### AIM OF THE EXERCISE
Rewrite each of the records below, changing "corners" to "vertices" and leaving every other word as it is.

Boundary annotation records:
____
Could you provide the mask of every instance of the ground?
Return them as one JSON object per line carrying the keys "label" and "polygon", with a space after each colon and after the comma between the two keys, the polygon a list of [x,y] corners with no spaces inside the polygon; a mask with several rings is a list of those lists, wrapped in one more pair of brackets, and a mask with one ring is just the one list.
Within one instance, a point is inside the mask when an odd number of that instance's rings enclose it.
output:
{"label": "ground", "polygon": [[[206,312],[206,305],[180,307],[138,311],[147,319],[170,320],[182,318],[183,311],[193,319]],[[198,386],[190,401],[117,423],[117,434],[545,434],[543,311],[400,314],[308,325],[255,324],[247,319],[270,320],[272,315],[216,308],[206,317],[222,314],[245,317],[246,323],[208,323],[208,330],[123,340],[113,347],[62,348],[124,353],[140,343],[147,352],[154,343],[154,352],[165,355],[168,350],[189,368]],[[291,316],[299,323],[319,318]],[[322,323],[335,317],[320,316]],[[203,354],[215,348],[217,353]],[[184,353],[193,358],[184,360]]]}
____
### CORRECT RESULT
Could you provide the mask of every instance of the ground?
Return them as one JSON object per line carrying the keys "label" and "polygon", with a space after each colon and after the comma between the two keys, the polygon a list of [x,y] vertices with no spaces inside the polygon; a mask with several rings is a list of those lists, wrapped in one more pair of brackets, and a mask with one ring is just the one list.
Within one instance, a point is inside the mask when an odd number of that instance's rings enclose it.
output:
{"label": "ground", "polygon": [[[206,312],[206,305],[180,307],[138,311],[147,319],[170,320],[182,318],[183,311],[193,319]],[[198,386],[190,401],[117,423],[117,434],[545,434],[543,311],[400,314],[308,325],[255,324],[247,319],[270,320],[272,315],[216,308],[206,317],[222,314],[245,317],[246,323],[208,323],[208,330],[123,340],[113,347],[62,348],[124,353],[140,343],[147,352],[154,343],[154,352],[165,355],[168,350],[189,368]],[[291,316],[299,323],[319,318]],[[322,323],[335,317],[320,316]],[[203,354],[215,348],[217,353]],[[184,353],[193,358],[184,360]]]}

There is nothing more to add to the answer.